●昨日につづきリーマンブラザーズ証券の残した傷跡の件です。
リーマンショックの提供した金融商品は貧困層をターゲットにしたサブプライムローンが大きく影響しています。
利率も普通の人が住宅ローンを借りるものに比べて高く、一歩何かがあったら債務不履行により、その証券化商品に出資した人は
大きな損失を招くのは当然のこととなります。米国の投資銀行が今後も同じようなハイリスクハイリターン商品を懲りずに提供しようとするならば
やはりその他の世界の金融機関はそこと隔離するようなこともおこなわなければなりません。
【リーマンの悪夢 破綻から1年】(2)不動産市場 消えた資金源2009/9/15
リーマン破綻の影響で公的支援に頼らざるを得なくなった独ヒポ・レアルエステートのミュンヘン市内の支店(ブルームバーグ)
■開発中断、顧客資産凍結の連鎖 米証券大手リーマン・ブラザーズが2008年9月15日に破綻(はたん)したことを受けて、リーマンがロンドンに拠点を置いていたプライムブローカー事業の顧客は、資金借り入れの担保として差し出していた株式や債券など、推定650億ドル(約5兆8700億円)相当の資産を凍結されてしまった。
約3500の顧客には700のヘッジファンドが含まれていた。この資産については、いまだにリーマンの英管財人プライスウォーターハウスクーパース(PwC)が作業を進めている。PwCのトニー・ロマス氏が8月に語ったところでは、一部の資産返却には最長10年かかる恐れがあるという。
◆投資のプロも自殺
この影響が、リーマンの顧客だった英プライベートエクイティ(PE、未公開株)投資会社オリバントのカーク・スティーブンソン最高執行責任者(COO)に及ぶのに、10日しかかからなかった。08年9月25日、当時47歳だった同氏はロンドンの西45キロのタプローの駅で電車に飛び込んだ。検視官は自殺と断定。検視の段階で同氏の妻は、リーマン破綻から1週間後に自殺をほのめかしていた様子を語っている。
オリバントが08年10月1日に公表した資料によると、凍結された資産はスイスの銀行UBSの株式2.78%。当時、16億スイスフラン(約1390億円)の価値があったという。
また、リーマンの破綻で建設プロジェクトが止まった例は、米国のマンハッタンからカリブ海のタークス・カイコス諸島にまで及んだ。リーマンが売却困難な不動産投資を裏付けにしてローンを得ていたために、市況が悪化して債権者がさらなる担保や資金返済を求めると、同社は身動きが取れなくなったのだった。
不動産ポートフォリオは、救済が可能だとみられていたリーマンの破綻を決定づけた。

## 目的 1
本文にある次の一文を英語に訳してください:「不動産ポートフォリオは、救済が可能だとみられていたリーマンの破綻を決定づけた。」
## 目的 2
本文のうち、「また、リーマンの破綻で建設プ」で始まり「不動産ポートフォリオは、救済が可能だとみられていたリーマンの破綻を決定づけた。」までの部分を、一字も変えずに出力してください。
データはここでは使いません。

## 提供データ
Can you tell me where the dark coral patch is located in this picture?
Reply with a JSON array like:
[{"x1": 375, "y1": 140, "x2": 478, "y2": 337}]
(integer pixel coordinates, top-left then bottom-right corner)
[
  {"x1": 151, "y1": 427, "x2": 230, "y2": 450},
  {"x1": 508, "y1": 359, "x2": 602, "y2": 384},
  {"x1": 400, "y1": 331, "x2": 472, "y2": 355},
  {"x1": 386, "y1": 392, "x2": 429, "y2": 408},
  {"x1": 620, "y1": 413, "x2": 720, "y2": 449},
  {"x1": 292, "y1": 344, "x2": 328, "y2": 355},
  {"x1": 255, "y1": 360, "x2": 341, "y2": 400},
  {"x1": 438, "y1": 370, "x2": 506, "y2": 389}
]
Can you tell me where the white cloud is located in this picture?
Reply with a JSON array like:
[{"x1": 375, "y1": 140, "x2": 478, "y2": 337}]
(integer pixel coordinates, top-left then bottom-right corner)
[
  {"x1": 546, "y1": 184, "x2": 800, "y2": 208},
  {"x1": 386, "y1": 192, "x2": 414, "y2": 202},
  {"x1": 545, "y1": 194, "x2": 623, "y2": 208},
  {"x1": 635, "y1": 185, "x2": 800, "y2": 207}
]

## 解答 1
The real estate portfolio sealed the collapse of Lehman, which had been thought to be rescuable.

## 解答 2
また、リーマンの破綻で建設プロジェクトが止まった例は、米国のマンハッタンからカリブ海のタークス・カイコス諸島にまで及んだ。リーマンが売却困難な不動産投資を裏付けにしてローンを得ていたために、市況が悪化して債権者がさらなる担保や資金返済を求めると、同社は身動きが取れなくなったのだった。
不動産ポートフォリオは、救済が可能だとみられていたリーマンの破綻を決定づけた。